- Aim of the task:
Output the material exactly, with every line intact.

Segment Start: Data extract

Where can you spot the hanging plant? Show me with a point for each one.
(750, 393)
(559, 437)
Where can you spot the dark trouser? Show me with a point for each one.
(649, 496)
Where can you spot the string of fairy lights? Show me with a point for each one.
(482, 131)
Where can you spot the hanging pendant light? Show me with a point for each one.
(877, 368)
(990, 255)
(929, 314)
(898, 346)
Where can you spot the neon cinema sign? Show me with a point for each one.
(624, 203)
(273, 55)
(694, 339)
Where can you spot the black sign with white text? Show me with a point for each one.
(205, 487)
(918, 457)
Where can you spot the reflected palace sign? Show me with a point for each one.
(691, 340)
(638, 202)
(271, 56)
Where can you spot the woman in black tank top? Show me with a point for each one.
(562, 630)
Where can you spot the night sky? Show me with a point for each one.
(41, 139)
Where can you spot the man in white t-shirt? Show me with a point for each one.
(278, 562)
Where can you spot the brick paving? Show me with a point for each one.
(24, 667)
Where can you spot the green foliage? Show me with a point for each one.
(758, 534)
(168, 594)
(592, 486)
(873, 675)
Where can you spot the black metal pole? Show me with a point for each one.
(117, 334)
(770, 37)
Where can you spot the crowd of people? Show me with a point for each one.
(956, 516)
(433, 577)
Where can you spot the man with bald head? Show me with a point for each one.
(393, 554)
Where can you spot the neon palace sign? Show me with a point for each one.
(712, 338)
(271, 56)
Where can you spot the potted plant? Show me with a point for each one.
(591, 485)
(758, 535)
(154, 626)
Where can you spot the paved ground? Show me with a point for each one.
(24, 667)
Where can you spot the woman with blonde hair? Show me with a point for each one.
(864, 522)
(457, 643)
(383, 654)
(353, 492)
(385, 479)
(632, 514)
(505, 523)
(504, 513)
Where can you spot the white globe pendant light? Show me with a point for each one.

Segment End: Data extract

- Task result:
Where can you spot the hanging plant? Show me with a point for each one.
(750, 393)
(559, 437)
Where can you spot the dark trouser? Show me with a point for each one.
(649, 496)
Where can you spot the string of fairy lights? Show me with a point for each one.
(482, 131)
Where can you spot the hanging pendant light? Show me with a point for each one.
(877, 368)
(990, 255)
(929, 314)
(898, 346)
Where can you spot the neon cinema sign? Show me with a point for each one.
(624, 203)
(273, 55)
(694, 339)
Where can you spot the black sign with white text? Show me with a point for each one.
(205, 487)
(918, 457)
Where can you spot the reflected palace sign? Show me with a point for each one.
(691, 340)
(638, 202)
(271, 56)
Where can you spot the woman in black tank top? Show me with a point for each one.
(562, 630)
Where can you spot the night sky? Show me with a point for each one.
(41, 139)
Where can you spot the man in white t-shirt? Show me with a point for each one.
(278, 562)
Where can you spot the brick paving? Show me with a point for each one.
(24, 667)
Where can you spot the green foliage? Show me with a point for each one.
(758, 534)
(168, 594)
(592, 486)
(873, 675)
Where can you spot the black metal pole? Show me with a point for each one.
(117, 334)
(770, 37)
Where can you spot the crowd of people? Show me with a point for each one.
(956, 516)
(433, 577)
Where can you spot the man with bald head? Show me with a point for each one.
(393, 554)
Where can you spot the neon palace sign? Show me with a point for each one.
(712, 338)
(271, 56)
Where can you spot the potted plant? Show me with a point for each one.
(591, 485)
(758, 535)
(154, 626)
Where can you spot the paved ground? Show me with a point for each one.
(24, 667)
Where can you spot the woman with blonde hair? Show me with a point for each one.
(864, 522)
(457, 643)
(383, 654)
(353, 492)
(385, 479)
(632, 514)
(505, 523)
(504, 513)
Where can you spot the white globe pendant light? Show me with a point for each one.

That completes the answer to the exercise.